▶ _Source document_
◇ ◇ ◇ ◇ ◇

An electronic eavesdropping inquiry revealed that rooms used by six countries, including Britain, France and Germany, may have been phone-tapped for as long as eight years after a security breach in the block where national governments meet. The discovery gave a rise to several theories, with the US top of several countries' lists of possible culprits. The French daily Le Figaro said Belgian police had identified the bugs as American, but diplomats disputed the claim, and some insisted the Belgian authorities had not even been involved in the inquiry.

Speculation about other possible sources included Israel, Turkey, one of the nations negotiating to join the EU in 2004, or one of the existing EU countries hoping to glean inside information before specific talks. An EU spokesman said no culprit had been identified and a British official said there was "simply no evidence at the moment to point to any particular country". News of the discovery in the headquarters of the Council of Ministers heightened tensions in an EU which is bitterly divided over Iraq.

◇ ◇ ◇ ◇ ◇

▶ _Dataset records_
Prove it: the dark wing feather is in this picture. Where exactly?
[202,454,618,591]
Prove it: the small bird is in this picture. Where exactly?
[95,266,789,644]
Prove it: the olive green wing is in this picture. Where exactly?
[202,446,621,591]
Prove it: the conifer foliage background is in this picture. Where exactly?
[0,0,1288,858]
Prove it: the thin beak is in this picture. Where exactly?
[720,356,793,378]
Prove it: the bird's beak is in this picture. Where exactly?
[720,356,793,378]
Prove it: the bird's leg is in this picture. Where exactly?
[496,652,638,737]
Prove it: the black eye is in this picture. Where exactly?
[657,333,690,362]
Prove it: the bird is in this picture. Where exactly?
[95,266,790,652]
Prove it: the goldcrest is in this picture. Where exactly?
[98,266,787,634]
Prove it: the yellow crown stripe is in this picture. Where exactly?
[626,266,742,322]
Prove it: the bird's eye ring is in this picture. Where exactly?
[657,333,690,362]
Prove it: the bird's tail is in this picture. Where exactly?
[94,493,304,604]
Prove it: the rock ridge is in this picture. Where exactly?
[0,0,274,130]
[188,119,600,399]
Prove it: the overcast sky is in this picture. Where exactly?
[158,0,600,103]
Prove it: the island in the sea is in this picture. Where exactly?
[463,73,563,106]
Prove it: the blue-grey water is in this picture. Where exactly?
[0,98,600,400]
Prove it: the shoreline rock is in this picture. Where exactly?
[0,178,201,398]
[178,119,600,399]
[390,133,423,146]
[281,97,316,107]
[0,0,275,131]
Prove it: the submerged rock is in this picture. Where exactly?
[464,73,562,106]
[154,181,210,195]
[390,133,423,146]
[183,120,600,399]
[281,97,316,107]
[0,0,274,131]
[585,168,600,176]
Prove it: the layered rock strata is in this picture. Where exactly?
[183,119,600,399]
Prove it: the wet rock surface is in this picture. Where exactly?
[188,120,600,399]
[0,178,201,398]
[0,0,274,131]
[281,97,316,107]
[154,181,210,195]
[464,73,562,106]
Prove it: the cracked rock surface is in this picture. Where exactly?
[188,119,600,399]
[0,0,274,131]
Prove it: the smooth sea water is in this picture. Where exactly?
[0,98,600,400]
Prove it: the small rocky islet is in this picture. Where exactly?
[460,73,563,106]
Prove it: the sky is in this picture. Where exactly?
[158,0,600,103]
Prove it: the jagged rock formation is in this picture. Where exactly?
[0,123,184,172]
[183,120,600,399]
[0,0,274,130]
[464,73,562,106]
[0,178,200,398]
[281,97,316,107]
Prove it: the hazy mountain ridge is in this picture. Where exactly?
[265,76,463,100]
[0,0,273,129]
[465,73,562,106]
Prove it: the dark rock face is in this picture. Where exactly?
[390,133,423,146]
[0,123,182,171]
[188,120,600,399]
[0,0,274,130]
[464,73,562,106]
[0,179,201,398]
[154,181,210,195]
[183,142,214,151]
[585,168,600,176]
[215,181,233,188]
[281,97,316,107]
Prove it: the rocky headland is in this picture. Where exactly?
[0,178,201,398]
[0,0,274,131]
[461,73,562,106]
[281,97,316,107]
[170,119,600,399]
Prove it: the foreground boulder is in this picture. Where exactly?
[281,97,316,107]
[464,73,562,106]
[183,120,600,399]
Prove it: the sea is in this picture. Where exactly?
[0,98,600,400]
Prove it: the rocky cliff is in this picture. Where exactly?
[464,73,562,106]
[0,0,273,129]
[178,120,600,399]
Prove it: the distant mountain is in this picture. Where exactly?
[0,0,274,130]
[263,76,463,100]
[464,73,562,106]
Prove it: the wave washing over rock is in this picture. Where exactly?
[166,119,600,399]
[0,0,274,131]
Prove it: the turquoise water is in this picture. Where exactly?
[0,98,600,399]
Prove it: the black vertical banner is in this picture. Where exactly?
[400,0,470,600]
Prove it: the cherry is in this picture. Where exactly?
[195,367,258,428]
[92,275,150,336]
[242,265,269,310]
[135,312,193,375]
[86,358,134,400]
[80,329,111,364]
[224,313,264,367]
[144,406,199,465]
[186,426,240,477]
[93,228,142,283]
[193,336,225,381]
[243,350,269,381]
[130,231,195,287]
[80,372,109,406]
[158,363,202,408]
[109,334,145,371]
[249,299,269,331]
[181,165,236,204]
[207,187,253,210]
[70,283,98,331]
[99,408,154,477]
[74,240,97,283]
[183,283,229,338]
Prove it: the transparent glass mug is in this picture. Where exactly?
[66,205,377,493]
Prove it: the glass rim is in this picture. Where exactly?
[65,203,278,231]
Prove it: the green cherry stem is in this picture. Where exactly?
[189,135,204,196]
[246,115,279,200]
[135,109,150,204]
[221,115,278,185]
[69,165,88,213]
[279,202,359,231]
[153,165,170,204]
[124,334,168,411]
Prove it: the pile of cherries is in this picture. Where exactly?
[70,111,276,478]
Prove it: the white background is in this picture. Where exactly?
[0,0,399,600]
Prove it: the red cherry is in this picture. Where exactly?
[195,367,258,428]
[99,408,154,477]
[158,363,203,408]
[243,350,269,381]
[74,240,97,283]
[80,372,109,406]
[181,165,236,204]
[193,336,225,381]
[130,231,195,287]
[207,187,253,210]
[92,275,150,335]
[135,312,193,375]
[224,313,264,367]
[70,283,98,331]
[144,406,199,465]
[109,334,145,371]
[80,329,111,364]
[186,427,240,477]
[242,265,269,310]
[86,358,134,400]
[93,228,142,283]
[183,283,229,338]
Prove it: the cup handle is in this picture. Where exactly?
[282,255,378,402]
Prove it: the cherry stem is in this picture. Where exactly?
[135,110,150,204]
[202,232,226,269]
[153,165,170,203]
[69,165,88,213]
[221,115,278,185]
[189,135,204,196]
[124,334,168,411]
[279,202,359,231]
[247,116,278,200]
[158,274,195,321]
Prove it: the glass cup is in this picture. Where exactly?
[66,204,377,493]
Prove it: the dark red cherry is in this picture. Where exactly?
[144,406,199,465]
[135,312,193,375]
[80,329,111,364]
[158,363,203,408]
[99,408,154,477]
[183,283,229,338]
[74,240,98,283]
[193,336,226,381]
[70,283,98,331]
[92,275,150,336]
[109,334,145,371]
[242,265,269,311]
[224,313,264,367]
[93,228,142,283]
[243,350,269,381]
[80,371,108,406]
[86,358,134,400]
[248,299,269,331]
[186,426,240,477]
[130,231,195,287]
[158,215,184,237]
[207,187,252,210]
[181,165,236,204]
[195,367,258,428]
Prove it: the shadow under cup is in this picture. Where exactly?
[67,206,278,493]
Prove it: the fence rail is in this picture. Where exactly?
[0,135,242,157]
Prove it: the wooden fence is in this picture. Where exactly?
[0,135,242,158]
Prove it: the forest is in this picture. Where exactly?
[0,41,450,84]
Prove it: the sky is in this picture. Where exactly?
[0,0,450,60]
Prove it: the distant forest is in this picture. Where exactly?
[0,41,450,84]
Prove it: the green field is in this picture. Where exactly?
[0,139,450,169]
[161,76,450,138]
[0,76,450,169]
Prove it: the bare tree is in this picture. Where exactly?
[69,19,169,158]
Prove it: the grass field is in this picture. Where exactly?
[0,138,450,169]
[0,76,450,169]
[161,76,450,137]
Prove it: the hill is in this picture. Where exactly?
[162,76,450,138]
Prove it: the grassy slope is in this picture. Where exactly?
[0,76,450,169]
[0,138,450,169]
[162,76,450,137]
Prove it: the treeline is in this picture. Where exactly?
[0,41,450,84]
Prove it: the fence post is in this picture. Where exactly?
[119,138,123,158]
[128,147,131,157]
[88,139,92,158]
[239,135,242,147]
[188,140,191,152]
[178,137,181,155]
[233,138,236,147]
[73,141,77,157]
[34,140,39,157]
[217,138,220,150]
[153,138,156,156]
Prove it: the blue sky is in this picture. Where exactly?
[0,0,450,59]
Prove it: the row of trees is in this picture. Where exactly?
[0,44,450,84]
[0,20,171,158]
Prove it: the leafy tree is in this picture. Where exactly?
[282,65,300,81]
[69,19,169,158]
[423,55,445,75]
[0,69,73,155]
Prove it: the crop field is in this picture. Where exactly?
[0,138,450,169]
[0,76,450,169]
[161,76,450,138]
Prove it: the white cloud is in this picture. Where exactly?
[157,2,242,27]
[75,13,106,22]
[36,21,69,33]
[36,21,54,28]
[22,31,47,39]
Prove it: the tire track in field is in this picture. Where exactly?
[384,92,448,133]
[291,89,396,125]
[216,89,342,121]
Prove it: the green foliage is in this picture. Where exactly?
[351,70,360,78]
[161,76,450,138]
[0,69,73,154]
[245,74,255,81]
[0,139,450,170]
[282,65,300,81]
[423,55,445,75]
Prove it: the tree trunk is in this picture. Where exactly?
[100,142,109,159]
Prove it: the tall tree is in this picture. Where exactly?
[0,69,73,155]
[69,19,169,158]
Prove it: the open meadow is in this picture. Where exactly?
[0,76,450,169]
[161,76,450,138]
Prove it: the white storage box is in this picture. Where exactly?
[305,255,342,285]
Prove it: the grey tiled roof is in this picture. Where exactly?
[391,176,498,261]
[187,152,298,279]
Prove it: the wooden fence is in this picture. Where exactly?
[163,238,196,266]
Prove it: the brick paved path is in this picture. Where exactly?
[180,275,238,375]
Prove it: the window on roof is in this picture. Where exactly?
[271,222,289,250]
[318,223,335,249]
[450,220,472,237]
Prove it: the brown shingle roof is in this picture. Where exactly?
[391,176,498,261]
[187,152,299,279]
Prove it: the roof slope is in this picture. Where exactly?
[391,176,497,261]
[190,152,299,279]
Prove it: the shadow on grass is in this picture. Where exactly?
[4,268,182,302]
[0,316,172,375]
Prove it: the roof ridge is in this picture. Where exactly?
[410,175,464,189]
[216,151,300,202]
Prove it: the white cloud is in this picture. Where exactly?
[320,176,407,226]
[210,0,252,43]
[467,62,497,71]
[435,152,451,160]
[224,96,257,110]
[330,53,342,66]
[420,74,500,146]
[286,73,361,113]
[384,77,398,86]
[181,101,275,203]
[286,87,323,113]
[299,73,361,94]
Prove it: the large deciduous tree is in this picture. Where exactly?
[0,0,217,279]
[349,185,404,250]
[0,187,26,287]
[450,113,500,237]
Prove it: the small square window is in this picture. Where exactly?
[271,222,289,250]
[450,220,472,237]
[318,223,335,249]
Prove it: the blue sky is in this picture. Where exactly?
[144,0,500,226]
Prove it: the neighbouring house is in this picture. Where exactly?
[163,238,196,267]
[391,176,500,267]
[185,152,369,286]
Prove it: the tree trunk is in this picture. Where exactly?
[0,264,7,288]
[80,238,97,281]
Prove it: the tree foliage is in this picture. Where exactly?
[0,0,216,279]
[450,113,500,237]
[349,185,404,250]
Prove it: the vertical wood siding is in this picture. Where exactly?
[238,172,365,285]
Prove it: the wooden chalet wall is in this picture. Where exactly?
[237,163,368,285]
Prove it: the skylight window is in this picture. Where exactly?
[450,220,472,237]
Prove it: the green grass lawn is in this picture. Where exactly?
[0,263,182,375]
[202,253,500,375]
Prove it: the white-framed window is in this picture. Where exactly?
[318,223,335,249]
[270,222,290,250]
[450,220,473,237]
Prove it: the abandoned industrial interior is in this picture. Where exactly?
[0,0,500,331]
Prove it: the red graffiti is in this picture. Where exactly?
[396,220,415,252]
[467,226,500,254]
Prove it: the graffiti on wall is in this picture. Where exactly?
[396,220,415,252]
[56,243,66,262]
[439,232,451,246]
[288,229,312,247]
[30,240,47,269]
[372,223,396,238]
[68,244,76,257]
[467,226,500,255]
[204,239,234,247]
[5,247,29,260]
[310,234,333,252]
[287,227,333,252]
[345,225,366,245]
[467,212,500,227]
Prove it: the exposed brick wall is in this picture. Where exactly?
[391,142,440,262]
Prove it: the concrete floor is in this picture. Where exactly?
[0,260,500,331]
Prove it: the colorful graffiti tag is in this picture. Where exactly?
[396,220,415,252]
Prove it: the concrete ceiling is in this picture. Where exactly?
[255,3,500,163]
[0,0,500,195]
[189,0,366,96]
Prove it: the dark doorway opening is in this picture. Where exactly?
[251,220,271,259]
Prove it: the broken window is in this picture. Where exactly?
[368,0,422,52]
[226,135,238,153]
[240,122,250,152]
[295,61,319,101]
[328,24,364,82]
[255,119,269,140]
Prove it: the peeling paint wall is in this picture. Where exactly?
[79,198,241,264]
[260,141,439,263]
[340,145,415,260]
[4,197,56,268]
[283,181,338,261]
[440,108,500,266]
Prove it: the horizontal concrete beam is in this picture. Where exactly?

◇ ◇ ◇ ◇ ◇

▶ _Exercise prompt_
Continue the text about the EU eavesdropping inquiry from the point where it stops.

▶ _Exercise response_
After a briefing on the security lapse, Sweden's EU ambassador said only a few intelligence services were capable of installing such sophisticated devices, which are said to have been wired into the telephone switchboard system and may have been in operation since the Justus Lipsius building was inaugurated in 1995. "We are working on the assumption that these had been in place for some time," said one official.

Although the immediate suspicion was that the episode was linked to Iraq, that now appears less likely. The phone intercepts were put in some time ago and the bugging affected France and Germany, which have opposed the US, and the UK and Spain, which have backed Washington. Italy and Austria were the other countries involved.

The devices were uncovered in a routine security sweep on 28 February but the discovery was only made public yesterday after the article in the French press.The news blackout may have been designed to help investigators catch the perpetrators.

Diplomats were torn between being angry and flattered that an intelligence service had devoted such efforts to tracking EU machinations.

George Papandreou, Foreign Minister of Greece, which holds the EU's rotating presidency, condemned the wire-tapping but added: "To all those who feel a need to tap our phones let me say that Europe is a very transparent organisation.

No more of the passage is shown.